• _What you will do_
Locate every line in the material below that contains the word "with", and copy each of those lines out. Case counts.

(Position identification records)
* * * * * * * * *
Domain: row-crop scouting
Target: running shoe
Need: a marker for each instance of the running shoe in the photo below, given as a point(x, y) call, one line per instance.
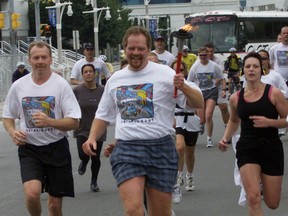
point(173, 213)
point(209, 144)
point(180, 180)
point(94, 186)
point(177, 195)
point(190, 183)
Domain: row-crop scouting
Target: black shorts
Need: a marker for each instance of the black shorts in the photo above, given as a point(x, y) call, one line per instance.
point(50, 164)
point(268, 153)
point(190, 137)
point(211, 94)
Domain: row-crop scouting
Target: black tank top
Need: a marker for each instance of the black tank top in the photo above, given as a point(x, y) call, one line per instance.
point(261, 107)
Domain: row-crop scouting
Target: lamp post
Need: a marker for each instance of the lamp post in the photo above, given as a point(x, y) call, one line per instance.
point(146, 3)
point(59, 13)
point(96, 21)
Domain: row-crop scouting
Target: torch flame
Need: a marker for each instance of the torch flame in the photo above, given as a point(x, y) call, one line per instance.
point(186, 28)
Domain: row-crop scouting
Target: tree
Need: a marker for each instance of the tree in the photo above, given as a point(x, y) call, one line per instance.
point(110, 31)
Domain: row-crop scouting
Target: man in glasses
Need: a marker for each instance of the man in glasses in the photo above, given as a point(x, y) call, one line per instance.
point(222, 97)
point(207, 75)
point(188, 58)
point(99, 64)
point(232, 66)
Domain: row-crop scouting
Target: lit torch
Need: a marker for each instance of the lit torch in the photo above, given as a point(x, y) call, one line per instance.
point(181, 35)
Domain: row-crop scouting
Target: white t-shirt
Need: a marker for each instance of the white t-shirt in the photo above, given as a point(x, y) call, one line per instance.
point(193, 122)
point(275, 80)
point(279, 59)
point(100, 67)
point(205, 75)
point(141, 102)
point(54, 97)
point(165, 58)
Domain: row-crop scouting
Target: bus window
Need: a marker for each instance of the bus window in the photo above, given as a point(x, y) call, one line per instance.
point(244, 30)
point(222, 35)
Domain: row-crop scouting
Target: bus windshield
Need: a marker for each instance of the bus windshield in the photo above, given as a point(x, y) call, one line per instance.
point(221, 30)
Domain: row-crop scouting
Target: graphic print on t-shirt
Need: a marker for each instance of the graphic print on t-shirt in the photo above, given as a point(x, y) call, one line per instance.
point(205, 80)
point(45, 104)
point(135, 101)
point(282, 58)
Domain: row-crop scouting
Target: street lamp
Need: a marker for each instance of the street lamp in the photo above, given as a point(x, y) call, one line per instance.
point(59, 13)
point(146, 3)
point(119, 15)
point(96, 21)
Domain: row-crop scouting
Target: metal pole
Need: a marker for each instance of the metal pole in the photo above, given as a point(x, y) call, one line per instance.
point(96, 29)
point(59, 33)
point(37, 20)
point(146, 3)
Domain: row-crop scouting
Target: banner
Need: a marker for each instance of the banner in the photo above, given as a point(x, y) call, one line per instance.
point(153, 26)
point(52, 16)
* * * * * * * * *
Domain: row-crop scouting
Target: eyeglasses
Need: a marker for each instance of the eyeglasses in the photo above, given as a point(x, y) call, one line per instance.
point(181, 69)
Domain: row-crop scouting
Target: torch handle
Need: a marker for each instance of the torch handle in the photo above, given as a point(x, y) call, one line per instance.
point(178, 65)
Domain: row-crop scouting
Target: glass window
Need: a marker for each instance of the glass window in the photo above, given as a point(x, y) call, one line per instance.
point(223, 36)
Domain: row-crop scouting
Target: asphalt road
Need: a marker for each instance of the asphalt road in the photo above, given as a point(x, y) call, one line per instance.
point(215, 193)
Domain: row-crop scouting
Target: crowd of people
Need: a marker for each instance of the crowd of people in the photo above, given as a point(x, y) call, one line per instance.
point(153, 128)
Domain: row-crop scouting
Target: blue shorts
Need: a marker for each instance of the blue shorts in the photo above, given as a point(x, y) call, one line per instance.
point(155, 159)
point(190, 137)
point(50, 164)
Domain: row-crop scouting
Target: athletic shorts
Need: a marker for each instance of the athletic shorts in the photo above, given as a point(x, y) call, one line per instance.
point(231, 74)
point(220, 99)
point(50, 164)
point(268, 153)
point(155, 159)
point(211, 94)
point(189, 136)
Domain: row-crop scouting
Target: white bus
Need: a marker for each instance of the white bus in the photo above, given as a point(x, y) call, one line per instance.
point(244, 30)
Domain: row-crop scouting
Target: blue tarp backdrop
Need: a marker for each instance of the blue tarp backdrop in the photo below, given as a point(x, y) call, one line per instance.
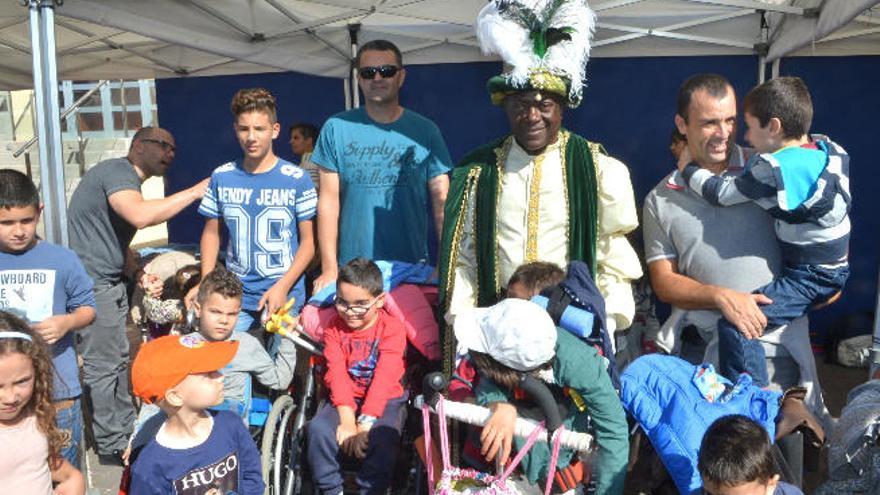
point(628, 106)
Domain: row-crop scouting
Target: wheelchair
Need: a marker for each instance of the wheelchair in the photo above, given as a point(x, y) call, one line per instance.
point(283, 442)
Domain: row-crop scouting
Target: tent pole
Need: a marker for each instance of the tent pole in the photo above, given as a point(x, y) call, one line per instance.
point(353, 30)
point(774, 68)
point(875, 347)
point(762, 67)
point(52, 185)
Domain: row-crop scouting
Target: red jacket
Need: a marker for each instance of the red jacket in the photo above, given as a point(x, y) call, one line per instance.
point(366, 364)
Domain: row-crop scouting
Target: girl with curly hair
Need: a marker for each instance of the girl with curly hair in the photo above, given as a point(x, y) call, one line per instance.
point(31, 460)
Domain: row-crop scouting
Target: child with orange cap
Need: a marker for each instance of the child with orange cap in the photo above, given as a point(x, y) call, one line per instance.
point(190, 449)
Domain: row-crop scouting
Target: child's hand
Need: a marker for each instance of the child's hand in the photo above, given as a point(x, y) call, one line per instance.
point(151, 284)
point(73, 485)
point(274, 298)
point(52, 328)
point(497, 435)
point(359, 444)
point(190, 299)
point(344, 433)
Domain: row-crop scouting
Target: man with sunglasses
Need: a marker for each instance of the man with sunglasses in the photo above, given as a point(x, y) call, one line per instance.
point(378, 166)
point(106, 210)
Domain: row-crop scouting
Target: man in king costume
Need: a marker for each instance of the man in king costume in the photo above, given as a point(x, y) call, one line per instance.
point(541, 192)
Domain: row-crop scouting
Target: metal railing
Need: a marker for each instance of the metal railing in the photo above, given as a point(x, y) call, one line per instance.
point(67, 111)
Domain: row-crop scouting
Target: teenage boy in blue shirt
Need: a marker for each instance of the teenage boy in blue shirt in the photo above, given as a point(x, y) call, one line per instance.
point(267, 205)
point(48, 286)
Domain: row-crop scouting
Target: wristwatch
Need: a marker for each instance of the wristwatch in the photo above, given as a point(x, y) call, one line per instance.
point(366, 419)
* * * * * * * * *
• _Written response_
Target: girl with curly hair
Need: a marker for each instance of the girl with curly hair in the photo above, given as a point(x, y) call, one line per instance.
Target: child with orange cap
Need: a marker for each instance of the child with orange cap in the photo above, given as a point(x, y) call, one line per instance.
Target: man with sunglasses
Need: a marker for each instance of the man with sunglasses in the photo above, given as a point(x, y) call, one line per instance.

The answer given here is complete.